### Exercise goal
In the lines below, from the line with "Where in this drawing is the pointed" up to and including the line with "[7,315,591,368]", replace "tall chimney" with "brick chimney" and write those lines out again with nothing else altered.

### Record excerpts
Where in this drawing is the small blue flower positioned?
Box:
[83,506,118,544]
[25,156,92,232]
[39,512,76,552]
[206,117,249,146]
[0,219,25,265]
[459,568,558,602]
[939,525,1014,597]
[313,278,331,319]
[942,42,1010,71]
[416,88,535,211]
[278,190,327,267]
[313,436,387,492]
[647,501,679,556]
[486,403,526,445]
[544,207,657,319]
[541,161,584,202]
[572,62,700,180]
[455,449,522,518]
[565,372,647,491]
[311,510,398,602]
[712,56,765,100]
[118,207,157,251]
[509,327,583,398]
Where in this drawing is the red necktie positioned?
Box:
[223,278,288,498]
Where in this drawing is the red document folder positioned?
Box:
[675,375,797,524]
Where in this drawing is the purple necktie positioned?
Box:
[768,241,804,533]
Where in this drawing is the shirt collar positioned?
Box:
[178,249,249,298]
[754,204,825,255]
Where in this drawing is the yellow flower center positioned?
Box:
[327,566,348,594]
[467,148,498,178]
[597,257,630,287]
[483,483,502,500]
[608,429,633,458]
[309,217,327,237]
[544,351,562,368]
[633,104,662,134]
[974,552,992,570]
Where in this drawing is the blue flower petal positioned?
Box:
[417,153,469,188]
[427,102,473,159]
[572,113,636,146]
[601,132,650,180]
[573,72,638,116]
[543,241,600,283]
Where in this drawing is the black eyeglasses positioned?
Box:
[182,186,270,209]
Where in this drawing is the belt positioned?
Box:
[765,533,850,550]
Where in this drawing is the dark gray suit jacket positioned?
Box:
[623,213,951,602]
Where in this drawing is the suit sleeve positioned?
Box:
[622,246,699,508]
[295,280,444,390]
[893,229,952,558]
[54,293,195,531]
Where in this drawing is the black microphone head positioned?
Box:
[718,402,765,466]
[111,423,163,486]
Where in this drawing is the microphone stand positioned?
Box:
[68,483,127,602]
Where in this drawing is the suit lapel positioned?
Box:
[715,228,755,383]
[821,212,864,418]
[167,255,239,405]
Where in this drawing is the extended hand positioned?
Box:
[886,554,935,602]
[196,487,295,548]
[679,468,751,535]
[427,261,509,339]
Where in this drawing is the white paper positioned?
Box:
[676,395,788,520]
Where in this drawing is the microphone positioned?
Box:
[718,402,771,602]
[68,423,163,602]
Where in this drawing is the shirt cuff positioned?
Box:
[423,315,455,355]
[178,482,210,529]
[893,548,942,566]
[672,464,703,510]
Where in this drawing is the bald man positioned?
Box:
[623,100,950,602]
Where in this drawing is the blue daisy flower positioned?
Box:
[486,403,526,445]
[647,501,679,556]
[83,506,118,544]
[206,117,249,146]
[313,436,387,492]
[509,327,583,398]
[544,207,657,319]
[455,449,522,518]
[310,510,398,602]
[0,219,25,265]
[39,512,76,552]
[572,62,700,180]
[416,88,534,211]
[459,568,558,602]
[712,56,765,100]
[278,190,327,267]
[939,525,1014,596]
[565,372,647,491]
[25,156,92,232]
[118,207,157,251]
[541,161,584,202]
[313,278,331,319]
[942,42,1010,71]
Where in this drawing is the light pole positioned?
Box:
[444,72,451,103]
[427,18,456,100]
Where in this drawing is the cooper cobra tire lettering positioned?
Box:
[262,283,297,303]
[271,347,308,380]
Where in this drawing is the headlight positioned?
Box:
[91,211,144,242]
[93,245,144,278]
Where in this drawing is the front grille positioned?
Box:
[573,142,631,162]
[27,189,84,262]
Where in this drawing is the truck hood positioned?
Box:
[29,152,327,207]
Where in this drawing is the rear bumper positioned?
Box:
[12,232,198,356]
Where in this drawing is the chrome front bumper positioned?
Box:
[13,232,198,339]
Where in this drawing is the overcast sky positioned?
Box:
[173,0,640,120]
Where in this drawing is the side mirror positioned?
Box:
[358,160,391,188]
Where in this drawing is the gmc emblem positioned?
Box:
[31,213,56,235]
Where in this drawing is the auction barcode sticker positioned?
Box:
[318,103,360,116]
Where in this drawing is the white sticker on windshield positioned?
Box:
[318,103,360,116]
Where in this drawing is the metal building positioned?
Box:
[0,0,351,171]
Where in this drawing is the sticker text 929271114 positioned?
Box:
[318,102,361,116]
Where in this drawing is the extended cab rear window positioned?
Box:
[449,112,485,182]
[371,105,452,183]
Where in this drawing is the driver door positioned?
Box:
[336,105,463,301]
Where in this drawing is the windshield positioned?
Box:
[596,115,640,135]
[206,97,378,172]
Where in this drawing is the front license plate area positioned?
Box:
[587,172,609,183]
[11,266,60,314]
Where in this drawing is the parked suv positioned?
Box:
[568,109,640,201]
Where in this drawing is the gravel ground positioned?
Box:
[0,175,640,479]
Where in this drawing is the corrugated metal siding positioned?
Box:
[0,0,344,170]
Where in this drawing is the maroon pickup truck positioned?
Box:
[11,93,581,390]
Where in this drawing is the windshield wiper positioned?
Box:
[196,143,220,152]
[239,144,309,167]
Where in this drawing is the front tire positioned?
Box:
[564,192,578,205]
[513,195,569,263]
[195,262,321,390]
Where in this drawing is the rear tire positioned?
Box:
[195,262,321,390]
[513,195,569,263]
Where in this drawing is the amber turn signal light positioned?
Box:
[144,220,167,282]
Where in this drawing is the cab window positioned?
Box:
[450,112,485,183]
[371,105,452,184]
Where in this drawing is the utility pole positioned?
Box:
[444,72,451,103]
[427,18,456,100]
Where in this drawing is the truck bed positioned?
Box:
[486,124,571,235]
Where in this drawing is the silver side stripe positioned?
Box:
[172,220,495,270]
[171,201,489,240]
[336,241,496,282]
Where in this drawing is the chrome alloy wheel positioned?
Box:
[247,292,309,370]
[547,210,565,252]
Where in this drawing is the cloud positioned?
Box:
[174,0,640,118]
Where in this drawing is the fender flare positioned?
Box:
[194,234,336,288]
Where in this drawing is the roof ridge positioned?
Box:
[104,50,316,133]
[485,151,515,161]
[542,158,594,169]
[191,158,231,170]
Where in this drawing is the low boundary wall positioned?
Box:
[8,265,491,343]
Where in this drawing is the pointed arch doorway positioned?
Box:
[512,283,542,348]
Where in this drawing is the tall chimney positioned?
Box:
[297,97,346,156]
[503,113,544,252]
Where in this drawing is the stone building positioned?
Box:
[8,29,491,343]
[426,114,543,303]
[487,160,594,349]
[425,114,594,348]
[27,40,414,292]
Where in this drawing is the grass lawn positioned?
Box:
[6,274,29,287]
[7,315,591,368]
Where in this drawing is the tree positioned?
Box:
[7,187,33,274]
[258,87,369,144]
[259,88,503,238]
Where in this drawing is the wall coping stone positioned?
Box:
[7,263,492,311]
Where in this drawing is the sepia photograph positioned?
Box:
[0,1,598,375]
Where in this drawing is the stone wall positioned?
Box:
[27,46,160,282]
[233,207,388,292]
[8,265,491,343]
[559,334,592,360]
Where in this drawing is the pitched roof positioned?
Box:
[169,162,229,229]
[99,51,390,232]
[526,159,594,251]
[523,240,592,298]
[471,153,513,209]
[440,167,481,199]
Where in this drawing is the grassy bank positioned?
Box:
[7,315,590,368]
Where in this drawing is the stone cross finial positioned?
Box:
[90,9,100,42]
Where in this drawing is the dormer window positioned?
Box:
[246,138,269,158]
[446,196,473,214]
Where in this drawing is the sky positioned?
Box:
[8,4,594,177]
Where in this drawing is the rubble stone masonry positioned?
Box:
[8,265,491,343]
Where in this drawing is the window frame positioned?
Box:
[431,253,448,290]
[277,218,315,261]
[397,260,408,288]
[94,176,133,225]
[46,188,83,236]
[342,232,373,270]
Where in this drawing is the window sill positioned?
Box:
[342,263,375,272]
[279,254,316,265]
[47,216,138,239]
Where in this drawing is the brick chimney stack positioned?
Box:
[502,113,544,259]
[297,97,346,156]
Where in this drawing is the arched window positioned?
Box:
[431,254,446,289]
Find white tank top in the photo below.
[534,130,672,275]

### Written response
Where in this drawing is the pointed arch doorway positioned?
Box:
[512,283,542,348]
Where in this drawing is the brick chimney positioned?
Box:
[297,97,346,156]
[503,113,544,252]
Where in this drawing is the stone building positioned?
Box:
[8,29,491,343]
[426,114,543,303]
[487,160,594,349]
[425,114,594,348]
[27,40,414,292]
Where in this drawing is the grass lawn positioned?
Box:
[6,274,29,287]
[7,315,591,368]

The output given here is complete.